Description of the task:
Gather every line in the rows below that contains the string "brown", and copy each one unchanged.

Entries shown:
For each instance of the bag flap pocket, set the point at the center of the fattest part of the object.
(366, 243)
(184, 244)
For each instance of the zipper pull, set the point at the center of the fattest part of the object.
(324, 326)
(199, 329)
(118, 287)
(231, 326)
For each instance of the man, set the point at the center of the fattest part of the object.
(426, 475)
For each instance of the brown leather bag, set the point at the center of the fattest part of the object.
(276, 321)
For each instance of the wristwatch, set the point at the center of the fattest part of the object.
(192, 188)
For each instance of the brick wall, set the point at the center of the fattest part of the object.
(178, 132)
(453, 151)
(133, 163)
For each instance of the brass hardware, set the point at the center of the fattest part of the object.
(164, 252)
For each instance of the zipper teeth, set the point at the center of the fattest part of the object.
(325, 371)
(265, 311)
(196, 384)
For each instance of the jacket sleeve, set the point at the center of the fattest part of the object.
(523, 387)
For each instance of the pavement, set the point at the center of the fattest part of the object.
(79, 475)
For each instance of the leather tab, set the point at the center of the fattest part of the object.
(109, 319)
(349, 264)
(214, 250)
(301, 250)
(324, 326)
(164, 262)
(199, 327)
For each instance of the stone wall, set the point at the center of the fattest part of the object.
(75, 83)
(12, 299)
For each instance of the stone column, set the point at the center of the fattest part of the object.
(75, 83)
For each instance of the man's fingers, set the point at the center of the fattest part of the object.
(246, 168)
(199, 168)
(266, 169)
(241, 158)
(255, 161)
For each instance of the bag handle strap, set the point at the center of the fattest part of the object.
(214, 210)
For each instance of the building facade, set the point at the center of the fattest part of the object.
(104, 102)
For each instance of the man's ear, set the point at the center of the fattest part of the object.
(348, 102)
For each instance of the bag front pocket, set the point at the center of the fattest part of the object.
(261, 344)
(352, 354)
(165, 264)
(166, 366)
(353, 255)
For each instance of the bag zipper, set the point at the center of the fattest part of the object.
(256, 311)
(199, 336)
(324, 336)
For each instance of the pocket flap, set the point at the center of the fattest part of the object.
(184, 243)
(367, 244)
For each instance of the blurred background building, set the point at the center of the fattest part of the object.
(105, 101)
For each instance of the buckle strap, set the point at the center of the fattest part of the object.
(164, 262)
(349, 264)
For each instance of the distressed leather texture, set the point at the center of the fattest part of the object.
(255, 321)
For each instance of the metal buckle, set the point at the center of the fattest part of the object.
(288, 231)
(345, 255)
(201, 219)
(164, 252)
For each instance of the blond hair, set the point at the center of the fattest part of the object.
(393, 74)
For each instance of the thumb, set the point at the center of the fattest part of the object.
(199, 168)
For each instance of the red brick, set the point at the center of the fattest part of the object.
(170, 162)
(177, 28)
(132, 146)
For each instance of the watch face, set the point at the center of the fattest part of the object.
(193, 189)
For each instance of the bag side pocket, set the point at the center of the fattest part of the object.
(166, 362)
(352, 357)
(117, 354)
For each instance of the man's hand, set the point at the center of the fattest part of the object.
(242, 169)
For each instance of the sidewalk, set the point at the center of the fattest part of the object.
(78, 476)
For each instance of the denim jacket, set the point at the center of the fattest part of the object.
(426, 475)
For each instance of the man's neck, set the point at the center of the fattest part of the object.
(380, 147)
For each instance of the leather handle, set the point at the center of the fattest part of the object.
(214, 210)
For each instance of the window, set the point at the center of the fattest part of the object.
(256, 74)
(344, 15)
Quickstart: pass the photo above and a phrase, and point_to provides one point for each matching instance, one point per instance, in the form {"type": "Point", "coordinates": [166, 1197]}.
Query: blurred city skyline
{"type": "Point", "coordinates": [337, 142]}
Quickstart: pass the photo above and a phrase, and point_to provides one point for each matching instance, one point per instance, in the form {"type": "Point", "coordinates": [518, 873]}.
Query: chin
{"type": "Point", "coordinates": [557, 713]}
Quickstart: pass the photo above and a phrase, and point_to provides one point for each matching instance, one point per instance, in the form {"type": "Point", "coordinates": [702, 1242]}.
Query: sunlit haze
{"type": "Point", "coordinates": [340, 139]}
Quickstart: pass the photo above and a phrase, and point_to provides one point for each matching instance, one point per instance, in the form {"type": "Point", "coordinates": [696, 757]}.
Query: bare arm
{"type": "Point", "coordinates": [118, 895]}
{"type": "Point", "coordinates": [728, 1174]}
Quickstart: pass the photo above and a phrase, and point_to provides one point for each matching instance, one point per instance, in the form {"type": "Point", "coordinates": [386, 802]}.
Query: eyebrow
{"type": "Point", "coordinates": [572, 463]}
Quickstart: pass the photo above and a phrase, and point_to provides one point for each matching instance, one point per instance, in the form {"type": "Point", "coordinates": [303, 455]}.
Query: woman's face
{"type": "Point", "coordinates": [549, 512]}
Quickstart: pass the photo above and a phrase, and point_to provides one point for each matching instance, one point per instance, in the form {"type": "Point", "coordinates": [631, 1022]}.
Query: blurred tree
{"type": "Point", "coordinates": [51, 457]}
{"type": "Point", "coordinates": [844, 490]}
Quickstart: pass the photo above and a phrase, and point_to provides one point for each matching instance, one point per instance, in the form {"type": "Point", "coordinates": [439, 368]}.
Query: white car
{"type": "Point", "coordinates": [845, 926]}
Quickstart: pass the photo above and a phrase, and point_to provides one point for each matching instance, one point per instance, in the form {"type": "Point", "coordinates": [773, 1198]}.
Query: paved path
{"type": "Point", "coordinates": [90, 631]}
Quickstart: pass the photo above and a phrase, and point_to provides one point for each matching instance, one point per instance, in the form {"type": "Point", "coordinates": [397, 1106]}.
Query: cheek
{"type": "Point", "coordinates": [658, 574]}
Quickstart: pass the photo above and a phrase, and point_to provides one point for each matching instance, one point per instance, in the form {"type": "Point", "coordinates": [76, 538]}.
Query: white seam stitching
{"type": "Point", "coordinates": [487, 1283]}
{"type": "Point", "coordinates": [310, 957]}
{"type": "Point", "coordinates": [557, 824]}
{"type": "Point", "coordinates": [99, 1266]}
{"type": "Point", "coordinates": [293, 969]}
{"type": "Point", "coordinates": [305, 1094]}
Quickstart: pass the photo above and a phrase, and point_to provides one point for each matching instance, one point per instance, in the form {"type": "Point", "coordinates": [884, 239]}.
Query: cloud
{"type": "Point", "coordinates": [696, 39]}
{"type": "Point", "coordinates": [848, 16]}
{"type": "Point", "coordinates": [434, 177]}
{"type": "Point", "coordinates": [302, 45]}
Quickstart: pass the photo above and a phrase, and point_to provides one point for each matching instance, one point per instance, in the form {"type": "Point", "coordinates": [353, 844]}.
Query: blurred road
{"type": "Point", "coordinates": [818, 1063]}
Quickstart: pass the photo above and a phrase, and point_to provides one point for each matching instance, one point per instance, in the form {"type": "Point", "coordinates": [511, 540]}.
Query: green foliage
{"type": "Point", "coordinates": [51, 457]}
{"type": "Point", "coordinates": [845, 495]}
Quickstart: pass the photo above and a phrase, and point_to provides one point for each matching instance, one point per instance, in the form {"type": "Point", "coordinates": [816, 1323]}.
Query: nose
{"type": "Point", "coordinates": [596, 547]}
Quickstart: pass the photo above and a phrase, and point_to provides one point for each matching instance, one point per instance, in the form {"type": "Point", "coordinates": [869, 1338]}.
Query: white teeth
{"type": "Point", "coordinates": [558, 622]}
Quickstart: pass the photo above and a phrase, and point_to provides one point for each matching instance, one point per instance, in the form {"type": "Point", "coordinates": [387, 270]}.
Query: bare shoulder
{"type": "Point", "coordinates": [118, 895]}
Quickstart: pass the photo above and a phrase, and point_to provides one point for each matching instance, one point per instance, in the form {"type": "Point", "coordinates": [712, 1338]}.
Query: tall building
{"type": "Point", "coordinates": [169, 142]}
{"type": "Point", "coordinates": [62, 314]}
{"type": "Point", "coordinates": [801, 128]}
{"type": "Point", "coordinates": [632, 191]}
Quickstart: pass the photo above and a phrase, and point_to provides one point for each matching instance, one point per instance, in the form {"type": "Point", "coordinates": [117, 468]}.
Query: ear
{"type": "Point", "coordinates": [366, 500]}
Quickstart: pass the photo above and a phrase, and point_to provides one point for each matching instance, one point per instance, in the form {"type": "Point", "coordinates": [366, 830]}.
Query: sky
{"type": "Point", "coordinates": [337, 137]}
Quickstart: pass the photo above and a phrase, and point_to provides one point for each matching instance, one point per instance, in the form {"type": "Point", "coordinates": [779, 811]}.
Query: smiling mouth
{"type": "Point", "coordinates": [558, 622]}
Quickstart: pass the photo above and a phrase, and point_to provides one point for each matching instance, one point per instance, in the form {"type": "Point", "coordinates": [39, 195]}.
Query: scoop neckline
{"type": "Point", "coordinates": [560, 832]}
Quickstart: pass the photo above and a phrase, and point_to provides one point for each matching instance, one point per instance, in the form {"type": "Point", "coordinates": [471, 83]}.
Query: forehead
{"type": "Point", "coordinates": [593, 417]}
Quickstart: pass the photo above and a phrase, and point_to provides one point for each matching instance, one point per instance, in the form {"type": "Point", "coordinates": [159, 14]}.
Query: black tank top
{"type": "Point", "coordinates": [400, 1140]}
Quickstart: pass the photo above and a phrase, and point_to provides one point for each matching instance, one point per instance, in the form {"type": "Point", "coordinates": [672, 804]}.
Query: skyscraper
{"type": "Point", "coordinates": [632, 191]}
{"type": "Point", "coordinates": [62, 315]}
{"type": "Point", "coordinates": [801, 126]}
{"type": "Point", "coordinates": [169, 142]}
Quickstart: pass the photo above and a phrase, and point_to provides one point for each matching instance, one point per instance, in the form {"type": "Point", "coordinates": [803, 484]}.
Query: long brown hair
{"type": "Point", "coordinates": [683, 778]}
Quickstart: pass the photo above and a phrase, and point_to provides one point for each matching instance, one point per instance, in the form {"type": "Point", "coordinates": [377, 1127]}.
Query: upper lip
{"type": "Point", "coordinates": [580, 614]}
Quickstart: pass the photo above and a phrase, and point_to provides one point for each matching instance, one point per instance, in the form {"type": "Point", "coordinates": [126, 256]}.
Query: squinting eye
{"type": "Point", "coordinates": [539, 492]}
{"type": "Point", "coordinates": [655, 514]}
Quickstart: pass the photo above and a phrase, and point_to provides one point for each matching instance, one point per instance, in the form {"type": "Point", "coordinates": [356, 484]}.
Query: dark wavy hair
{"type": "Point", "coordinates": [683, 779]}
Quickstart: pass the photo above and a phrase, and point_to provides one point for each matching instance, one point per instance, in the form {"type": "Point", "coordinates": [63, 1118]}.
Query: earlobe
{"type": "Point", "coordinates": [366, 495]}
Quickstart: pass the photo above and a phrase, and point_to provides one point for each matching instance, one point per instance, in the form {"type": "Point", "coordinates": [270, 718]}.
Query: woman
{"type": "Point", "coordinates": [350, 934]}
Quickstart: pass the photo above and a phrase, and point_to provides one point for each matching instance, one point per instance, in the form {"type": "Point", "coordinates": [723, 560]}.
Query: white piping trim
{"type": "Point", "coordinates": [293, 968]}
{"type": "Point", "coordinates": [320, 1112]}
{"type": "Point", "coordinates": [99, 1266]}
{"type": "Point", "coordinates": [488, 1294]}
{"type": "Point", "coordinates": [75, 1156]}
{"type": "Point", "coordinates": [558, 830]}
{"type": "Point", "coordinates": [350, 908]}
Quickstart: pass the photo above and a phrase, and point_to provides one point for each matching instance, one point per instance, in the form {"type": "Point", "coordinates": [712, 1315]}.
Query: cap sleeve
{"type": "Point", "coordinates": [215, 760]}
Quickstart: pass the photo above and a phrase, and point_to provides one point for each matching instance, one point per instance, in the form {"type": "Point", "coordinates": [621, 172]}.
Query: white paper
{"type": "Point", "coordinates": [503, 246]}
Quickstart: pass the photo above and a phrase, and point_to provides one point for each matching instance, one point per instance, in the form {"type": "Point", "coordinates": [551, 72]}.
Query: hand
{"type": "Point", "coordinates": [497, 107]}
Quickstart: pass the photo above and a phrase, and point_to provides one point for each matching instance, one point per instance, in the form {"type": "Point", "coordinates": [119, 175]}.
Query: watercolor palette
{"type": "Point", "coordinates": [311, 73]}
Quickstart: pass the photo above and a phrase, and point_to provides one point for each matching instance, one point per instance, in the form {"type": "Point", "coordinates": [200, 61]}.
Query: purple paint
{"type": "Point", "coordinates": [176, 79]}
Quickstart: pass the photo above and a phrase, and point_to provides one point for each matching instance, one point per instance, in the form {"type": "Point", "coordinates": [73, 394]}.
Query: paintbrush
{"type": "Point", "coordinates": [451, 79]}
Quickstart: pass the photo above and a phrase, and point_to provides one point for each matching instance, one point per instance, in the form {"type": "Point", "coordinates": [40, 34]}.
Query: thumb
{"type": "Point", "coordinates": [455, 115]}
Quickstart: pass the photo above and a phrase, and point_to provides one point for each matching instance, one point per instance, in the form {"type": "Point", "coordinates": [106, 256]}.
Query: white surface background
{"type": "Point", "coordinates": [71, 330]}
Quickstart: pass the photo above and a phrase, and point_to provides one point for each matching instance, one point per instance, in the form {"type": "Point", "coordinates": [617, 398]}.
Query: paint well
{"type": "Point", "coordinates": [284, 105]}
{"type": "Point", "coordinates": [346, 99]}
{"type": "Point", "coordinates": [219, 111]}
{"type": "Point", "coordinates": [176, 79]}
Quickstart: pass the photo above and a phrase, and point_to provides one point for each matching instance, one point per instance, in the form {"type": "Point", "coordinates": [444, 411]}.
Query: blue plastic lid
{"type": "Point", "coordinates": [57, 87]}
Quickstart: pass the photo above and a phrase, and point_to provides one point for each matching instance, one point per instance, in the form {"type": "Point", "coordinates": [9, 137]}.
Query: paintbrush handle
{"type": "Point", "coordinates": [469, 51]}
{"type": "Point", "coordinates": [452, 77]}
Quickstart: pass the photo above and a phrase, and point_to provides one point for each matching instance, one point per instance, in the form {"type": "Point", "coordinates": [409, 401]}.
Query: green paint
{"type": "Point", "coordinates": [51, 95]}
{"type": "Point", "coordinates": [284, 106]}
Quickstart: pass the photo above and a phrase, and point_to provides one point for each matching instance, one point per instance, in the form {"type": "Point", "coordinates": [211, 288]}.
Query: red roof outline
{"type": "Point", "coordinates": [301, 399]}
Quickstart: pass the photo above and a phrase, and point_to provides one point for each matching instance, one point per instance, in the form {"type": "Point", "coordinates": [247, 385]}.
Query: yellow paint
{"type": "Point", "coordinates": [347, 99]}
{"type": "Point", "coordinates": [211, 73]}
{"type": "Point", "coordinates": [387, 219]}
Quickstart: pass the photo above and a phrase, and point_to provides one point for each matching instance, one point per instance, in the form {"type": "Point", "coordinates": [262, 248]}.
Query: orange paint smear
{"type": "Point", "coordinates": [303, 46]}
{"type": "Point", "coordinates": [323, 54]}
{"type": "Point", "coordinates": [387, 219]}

Task solution:
For each instance of the brown leather bag, set the point at the center of the fattest part of the object.
Query: long brown hair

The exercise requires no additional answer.